Travail à faire:
Relève dans les entrées chaque ligne où figure le mot « dark ».

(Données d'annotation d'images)
========

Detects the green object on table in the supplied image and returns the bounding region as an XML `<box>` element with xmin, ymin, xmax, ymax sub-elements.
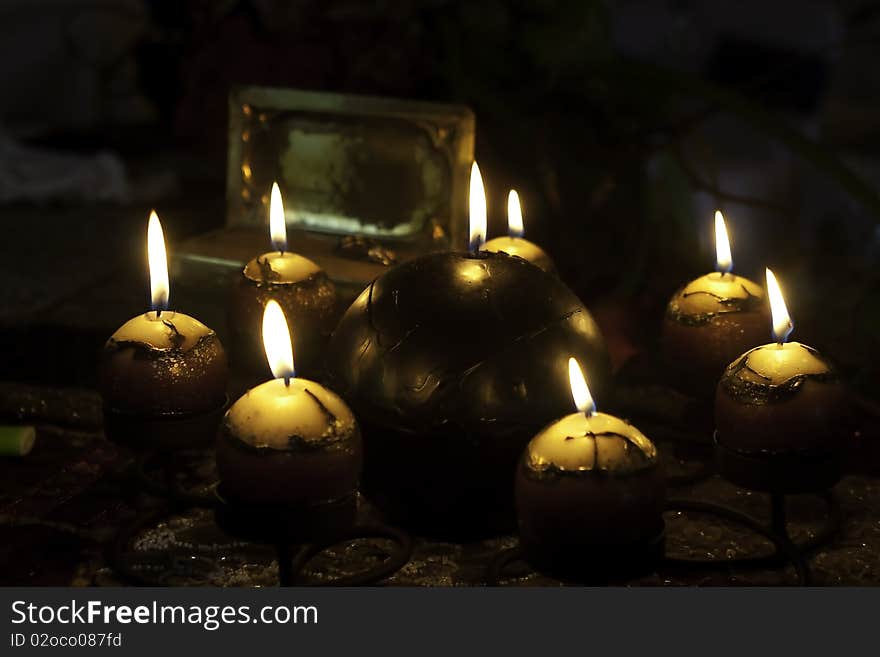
<box><xmin>0</xmin><ymin>425</ymin><xmax>37</xmax><ymax>456</ymax></box>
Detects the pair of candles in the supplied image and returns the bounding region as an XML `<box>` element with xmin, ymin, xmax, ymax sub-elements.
<box><xmin>99</xmin><ymin>204</ymin><xmax>361</xmax><ymax>506</ymax></box>
<box><xmin>663</xmin><ymin>212</ymin><xmax>844</xmax><ymax>450</ymax></box>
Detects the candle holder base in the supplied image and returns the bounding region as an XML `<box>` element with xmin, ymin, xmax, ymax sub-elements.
<box><xmin>714</xmin><ymin>431</ymin><xmax>844</xmax><ymax>494</ymax></box>
<box><xmin>361</xmin><ymin>423</ymin><xmax>528</xmax><ymax>542</ymax></box>
<box><xmin>508</xmin><ymin>521</ymin><xmax>666</xmax><ymax>585</ymax></box>
<box><xmin>214</xmin><ymin>483</ymin><xmax>357</xmax><ymax>544</ymax></box>
<box><xmin>104</xmin><ymin>397</ymin><xmax>229</xmax><ymax>451</ymax></box>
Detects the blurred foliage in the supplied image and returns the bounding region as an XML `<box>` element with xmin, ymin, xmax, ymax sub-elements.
<box><xmin>143</xmin><ymin>0</ymin><xmax>880</xmax><ymax>390</ymax></box>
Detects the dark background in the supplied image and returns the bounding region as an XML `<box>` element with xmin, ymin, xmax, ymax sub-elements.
<box><xmin>0</xmin><ymin>0</ymin><xmax>880</xmax><ymax>586</ymax></box>
<box><xmin>0</xmin><ymin>0</ymin><xmax>880</xmax><ymax>395</ymax></box>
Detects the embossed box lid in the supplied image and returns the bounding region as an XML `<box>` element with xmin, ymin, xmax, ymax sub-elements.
<box><xmin>175</xmin><ymin>87</ymin><xmax>474</xmax><ymax>304</ymax></box>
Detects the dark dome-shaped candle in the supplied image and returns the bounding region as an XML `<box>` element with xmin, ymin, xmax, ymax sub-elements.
<box><xmin>328</xmin><ymin>161</ymin><xmax>610</xmax><ymax>536</ymax></box>
<box><xmin>228</xmin><ymin>183</ymin><xmax>337</xmax><ymax>376</ymax></box>
<box><xmin>662</xmin><ymin>212</ymin><xmax>769</xmax><ymax>396</ymax></box>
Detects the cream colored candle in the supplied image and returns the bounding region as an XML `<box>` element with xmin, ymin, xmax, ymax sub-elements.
<box><xmin>663</xmin><ymin>212</ymin><xmax>767</xmax><ymax>396</ymax></box>
<box><xmin>217</xmin><ymin>300</ymin><xmax>362</xmax><ymax>506</ymax></box>
<box><xmin>226</xmin><ymin>378</ymin><xmax>356</xmax><ymax>450</ymax></box>
<box><xmin>227</xmin><ymin>183</ymin><xmax>337</xmax><ymax>376</ymax></box>
<box><xmin>715</xmin><ymin>269</ymin><xmax>846</xmax><ymax>451</ymax></box>
<box><xmin>516</xmin><ymin>358</ymin><xmax>666</xmax><ymax>576</ymax></box>
<box><xmin>99</xmin><ymin>212</ymin><xmax>227</xmax><ymax>416</ymax></box>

========

Réponse:
Detects the dark background in the supplied image and returns the bounding region as an XML `<box>` element with xmin, ymin, xmax, ymax sub-elements.
Detects the dark dome-shaped candle in the supplied image and returns the bounding region as an XML `<box>` element with xmin, ymin, xmax, ymax sub-elements.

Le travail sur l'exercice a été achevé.